**Aim:** Will you write out the data exactly, excluding every picture?

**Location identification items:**
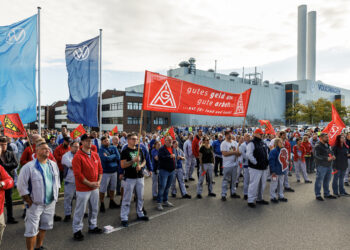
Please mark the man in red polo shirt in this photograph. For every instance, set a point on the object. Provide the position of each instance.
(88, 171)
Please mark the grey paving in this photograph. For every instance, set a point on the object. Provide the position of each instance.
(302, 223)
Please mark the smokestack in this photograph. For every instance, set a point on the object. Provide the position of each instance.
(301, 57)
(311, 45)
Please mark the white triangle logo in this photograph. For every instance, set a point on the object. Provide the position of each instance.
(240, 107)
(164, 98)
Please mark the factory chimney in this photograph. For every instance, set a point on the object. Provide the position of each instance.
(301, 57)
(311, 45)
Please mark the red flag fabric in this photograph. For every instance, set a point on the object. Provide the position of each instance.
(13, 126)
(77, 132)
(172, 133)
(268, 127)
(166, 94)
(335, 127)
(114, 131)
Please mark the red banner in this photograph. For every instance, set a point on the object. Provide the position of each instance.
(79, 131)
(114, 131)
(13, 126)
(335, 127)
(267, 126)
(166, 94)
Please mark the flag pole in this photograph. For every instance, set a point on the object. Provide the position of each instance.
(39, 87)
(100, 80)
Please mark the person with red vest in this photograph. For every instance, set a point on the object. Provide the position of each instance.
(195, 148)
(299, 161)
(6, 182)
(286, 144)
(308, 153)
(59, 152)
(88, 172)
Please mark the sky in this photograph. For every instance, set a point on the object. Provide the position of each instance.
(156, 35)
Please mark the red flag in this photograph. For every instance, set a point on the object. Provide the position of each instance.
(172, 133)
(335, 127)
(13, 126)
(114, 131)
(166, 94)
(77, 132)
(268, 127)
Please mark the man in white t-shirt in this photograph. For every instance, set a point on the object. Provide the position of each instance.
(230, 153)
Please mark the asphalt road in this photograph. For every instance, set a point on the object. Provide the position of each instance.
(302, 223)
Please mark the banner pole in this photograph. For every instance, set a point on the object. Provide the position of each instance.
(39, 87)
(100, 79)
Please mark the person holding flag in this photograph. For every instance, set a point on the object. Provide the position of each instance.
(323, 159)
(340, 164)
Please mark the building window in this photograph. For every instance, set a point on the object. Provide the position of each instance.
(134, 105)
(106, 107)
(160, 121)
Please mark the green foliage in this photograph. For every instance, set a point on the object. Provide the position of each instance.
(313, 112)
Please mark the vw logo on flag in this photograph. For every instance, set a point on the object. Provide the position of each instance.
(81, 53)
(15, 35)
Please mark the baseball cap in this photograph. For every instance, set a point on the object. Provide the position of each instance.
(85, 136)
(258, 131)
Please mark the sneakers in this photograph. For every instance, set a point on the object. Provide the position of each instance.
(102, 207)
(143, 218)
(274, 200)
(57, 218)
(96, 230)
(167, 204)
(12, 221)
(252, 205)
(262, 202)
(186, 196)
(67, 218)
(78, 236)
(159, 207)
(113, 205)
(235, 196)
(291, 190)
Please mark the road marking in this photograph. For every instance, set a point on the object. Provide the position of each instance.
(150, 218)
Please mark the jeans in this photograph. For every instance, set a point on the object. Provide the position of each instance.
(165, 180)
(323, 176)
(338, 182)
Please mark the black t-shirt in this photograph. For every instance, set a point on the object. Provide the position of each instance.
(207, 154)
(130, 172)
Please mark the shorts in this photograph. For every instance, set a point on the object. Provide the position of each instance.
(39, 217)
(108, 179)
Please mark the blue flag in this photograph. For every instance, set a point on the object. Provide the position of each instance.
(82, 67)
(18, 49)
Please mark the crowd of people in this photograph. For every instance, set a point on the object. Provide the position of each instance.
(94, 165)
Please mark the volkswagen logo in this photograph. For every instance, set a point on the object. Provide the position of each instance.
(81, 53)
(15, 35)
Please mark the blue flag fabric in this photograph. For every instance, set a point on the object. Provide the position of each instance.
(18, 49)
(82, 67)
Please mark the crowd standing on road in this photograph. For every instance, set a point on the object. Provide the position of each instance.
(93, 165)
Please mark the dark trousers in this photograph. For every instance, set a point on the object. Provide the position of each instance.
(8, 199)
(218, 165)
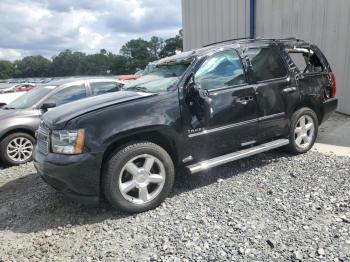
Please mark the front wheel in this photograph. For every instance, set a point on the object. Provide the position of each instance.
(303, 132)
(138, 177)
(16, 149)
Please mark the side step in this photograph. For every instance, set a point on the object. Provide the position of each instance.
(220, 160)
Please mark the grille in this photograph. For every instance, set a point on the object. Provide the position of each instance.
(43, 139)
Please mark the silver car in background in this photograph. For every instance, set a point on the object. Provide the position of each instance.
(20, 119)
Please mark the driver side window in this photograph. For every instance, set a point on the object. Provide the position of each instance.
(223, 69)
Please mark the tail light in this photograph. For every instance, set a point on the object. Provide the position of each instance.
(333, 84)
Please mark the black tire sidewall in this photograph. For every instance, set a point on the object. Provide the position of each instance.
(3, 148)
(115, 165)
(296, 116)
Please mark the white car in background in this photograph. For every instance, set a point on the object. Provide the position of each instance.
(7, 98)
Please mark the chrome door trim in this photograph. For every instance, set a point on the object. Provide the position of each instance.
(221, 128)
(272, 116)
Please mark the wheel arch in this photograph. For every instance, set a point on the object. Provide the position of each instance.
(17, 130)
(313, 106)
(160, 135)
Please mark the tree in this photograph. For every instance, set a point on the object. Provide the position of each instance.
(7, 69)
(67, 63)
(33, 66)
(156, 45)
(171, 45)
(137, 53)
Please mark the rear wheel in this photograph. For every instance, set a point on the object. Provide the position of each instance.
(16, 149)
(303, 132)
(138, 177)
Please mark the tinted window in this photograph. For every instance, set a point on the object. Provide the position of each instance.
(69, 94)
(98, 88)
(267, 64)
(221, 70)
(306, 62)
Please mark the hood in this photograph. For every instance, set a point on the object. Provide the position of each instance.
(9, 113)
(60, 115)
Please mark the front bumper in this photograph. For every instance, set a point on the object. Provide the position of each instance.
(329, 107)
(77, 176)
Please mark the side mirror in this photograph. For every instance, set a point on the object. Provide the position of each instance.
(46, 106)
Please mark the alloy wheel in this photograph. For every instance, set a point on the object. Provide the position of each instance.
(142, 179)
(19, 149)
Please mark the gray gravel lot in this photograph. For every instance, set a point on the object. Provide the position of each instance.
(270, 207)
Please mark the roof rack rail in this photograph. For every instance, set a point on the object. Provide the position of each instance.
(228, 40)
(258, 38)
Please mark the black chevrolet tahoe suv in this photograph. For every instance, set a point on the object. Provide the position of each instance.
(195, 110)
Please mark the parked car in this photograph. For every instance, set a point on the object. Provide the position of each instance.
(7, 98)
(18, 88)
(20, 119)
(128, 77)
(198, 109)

**Solved exercise:**
Please mark the man in red polo shirt in this photograph. For every instance, set a point on the object. Provide the position of each instance.
(88, 171)
Please mark the grey paving in this photograph. For every instance, set a point on the object. Provide the position of each instance.
(302, 223)
Please mark the smokestack in this photograph. For every instance, set a point on the object. Provide the position of each instance.
(301, 57)
(311, 45)
Please mark the white triangle logo in this photograph. For every instance, set a point on the object. Provide the position of each instance.
(240, 107)
(164, 98)
Please mark the factory chimney in this photograph. For every instance, set a point on the object. Provide the position of each instance.
(301, 57)
(311, 45)
Please mark the red flag fabric in this photograph. For every instance, set a point on the object. Provide the position of each instance.
(13, 126)
(77, 132)
(172, 133)
(268, 127)
(166, 94)
(335, 127)
(114, 131)
Please mark the red banner in this photograph. For every instance, set a point on the object. Provide the position of each instance.
(79, 131)
(114, 131)
(13, 126)
(335, 127)
(267, 126)
(166, 94)
Please mark the flag pole in this photograph. For every instance, set a point on the object. Provide the position of each instance.
(39, 87)
(100, 80)
Please mark the person with red vest in this photograph. For every instance, set a point on the object. Provide the position of each instance.
(195, 148)
(299, 161)
(6, 182)
(286, 144)
(308, 153)
(59, 152)
(88, 172)
Please mark the sky in this photograph. For every instance, set a point on the object. Provide the position of each instance.
(156, 35)
Please mark the red flag in this photograph. For every instance, set a point on the object. Provide the position of each instance.
(172, 133)
(335, 127)
(13, 126)
(114, 131)
(166, 94)
(77, 132)
(268, 127)
Please mark the man in white t-shirt in this photograph. For every instance, set a point on the object. Provide the position of each instance.
(230, 153)
Please mark the asphalt road in this photograph. For every instance, set a point on the object. Provide the position of each instance.
(302, 223)
Please mark the banner pole in this photograph. For every instance, set a point on the object. Provide the position of each instance.
(39, 87)
(100, 79)
Please mark the person holding flag in this photograph. For every instance, set a point on the object. Provide the position of each instance.
(323, 159)
(340, 164)
Please mark the building window in this photograph. For every instance, set a point on the object. Provide the position of each instance.
(134, 105)
(106, 107)
(160, 121)
Please mark the green foliage in this photograph. For every instance, set a point on the object. Provide the position of each instance.
(313, 112)
Please mark the vw logo on flag in this photograph. For every instance, set a point on the object. Provide the position of each instance.
(81, 53)
(15, 35)
Please mark the baseball cap in this photograph. For every instance, set a point on the object. Provide the position of each instance.
(85, 136)
(258, 131)
Please mark the sneakers in this photograph. For every instance, set a point on the object. Provide the position of each instance.
(102, 207)
(143, 218)
(274, 200)
(57, 218)
(96, 230)
(167, 204)
(12, 221)
(252, 205)
(262, 202)
(186, 196)
(67, 218)
(78, 236)
(159, 207)
(113, 205)
(235, 196)
(291, 190)
Please mark the road marking in this photograph. For every instance, set a point on the object. Provide the position of each instance.
(150, 218)
Please mark the jeans in this photograph. For every instance, set a point on the object. Provide the position of each instance.
(165, 180)
(323, 176)
(338, 182)
Please mark the black t-shirt in this photograph. For every instance, set a point on the object. Provide the position of each instance.
(207, 154)
(130, 172)
Please mark the shorts in this photograph. For every instance, set a point on the object. Provide the position of each instance.
(39, 217)
(108, 179)
Please mark the blue flag in this photograph. For every instance, set a point on the object. Provide the position of each instance.
(82, 67)
(18, 49)
Please mark the crowd of people in this photograph. For every instance, set a point on the object. Provide the position of each instance.
(94, 165)
Please mark the volkswagen logo in this photograph. For every instance, set a point on the object. Provide the position of each instance.
(81, 53)
(15, 35)
Please mark the blue flag fabric in this photograph. For every instance, set a point on the object. Provide the position of each instance.
(18, 49)
(82, 67)
Please mark the crowd standing on road in this photograph. For every instance, set a point on the object. Provide the position of each instance.
(93, 165)
Please mark the dark trousers in this photograph. For every instance, set a point on the object. Provide the position of each instance.
(8, 199)
(218, 165)
Please mark the front wheel in this photograph. For every instance, set a point on the object. Provide the position of each instance.
(303, 132)
(138, 177)
(16, 149)
Please mark the side step in this photograph. For every instance, set a point on the object. Provide the position of each instance.
(220, 160)
Please mark the grille in this photograph. For every instance, set a point on the object. Provide the position of each instance.
(43, 139)
Please mark the silver car in background in this photograph. For every instance, set a point on the object. Provide the position of each instance.
(20, 119)
Please mark the driver side window in this photograph. For every instance, set a point on the object. Provide the position of each instance.
(223, 69)
Please mark the tail light in this photograph. For every instance, set a point on the object. Provide the position of each instance.
(333, 84)
Please mark the black tire sidewall in this photograph. For every instance, set a point on the object. Provide the position of each instance.
(3, 148)
(115, 165)
(296, 116)
Please mark the white car in background in this photograph. For every instance, set a point on the object. Provide the position of each instance.
(7, 98)
Please mark the chrome door trim in this photograph. For every instance, set a point on the object. Provide the position of each instance.
(221, 128)
(272, 116)
Please mark the wheel arch in this photograph. For every instance, set a point on the object. Provide the position of each instance.
(17, 130)
(313, 106)
(160, 135)
Please mark the tree in this photograph. For every instance, set a point on the object. Provide the position of each instance.
(7, 69)
(67, 63)
(33, 66)
(156, 45)
(171, 45)
(137, 53)
Please mark the rear wheel in this photograph. For every instance, set a point on the object. Provide the position of each instance.
(16, 149)
(303, 132)
(138, 177)
Please mark the tinted window in this photograph. For every instance, set a point on the object. Provide the position of each instance.
(69, 94)
(98, 88)
(267, 64)
(221, 70)
(306, 62)
Please mark the hood in this photograph. For every instance, set a point on the object. Provide the position of each instance.
(9, 113)
(60, 115)
Please mark the front bumper in this photograph. For every instance, set a point on the object. Provide the position of each instance.
(329, 107)
(77, 176)
Please mark the side mirror in this photograph. For every instance, set a point on the object. Provide the position of each instance.
(46, 106)
Please mark the alloy wheel in this photograph. For every instance, set a point on the object. Provide the position of each instance.
(142, 179)
(19, 149)
Please mark the gray gravel lot in this photograph. For every instance, set a point on the object. Provide the position of each instance.
(270, 207)
Please mark the roof rack rail in this photograph. For every instance, set a point on the object. Provide the position of each instance.
(228, 40)
(258, 38)
Please mark the black chevrolet tahoe suv in this photograph. For every instance, set a point on the object. Provide the position of each instance.
(195, 110)
Please mark the parked car in this photograph. For every instance, set a point on the object. Provide the position of each instance.
(7, 98)
(18, 88)
(20, 119)
(128, 77)
(198, 109)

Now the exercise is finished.